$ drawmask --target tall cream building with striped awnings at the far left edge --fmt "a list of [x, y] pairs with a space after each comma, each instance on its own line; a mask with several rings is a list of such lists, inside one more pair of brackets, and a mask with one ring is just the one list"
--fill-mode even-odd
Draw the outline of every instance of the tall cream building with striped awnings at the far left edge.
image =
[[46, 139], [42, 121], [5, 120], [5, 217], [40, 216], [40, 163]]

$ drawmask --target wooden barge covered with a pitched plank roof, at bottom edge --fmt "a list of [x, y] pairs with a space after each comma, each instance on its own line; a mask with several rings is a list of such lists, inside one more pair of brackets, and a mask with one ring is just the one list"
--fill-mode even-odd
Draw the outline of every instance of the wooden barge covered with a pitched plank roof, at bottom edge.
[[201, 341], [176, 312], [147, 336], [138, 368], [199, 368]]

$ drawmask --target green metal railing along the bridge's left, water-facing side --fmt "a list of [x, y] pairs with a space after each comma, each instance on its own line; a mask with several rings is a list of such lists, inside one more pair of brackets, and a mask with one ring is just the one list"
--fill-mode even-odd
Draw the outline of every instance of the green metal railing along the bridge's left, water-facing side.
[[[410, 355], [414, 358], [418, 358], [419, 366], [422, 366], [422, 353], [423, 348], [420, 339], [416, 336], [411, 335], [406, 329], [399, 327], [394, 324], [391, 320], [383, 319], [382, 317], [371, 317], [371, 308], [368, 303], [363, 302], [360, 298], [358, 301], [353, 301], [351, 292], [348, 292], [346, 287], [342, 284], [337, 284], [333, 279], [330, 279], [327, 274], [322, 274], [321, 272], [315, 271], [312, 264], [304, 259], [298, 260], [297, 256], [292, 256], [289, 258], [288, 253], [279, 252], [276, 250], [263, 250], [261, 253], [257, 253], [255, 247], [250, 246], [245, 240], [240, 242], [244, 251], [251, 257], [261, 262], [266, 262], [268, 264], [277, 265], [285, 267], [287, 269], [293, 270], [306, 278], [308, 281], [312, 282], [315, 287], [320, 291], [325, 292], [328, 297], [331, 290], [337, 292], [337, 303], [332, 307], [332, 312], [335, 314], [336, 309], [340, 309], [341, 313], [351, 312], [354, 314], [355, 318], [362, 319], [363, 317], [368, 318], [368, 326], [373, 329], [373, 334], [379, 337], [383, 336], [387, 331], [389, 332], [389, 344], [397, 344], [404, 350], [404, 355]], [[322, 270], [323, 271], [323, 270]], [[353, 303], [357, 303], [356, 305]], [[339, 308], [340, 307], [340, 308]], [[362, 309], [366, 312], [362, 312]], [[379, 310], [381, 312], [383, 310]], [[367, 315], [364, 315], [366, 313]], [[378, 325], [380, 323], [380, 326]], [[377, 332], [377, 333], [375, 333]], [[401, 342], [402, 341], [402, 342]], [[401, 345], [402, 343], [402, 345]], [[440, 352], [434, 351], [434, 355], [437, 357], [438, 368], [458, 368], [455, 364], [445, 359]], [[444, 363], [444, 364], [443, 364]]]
• • •
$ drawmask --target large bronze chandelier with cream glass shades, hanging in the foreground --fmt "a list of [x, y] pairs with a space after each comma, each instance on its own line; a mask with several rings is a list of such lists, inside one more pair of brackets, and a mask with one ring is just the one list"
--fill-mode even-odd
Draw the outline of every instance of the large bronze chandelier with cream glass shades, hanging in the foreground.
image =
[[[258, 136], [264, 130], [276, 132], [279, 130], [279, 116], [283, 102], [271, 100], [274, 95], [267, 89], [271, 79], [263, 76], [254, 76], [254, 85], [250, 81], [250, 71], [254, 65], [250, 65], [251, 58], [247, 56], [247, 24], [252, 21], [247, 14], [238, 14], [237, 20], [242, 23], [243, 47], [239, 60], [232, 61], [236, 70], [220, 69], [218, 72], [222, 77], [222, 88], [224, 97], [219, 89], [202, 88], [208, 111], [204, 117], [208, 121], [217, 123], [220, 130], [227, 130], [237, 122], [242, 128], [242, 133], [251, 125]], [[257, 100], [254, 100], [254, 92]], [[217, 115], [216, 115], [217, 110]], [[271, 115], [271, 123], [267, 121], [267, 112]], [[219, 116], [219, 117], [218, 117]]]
• • •
**Your objective**. Copy every line of the records above that holds the word "awnings".

**Solution to the problem**.
$ drawmask --target tall cream building with striped awnings at the far left edge --fmt "a list of [x, y] pairs with a space after each comma, each instance on its own line; a mask with several rings is a list of such lists, inside one more pair of brackets, and a mask with one ring is just the one list"
Draw the outline of every instance of the tall cream building with striped awnings at the far left edge.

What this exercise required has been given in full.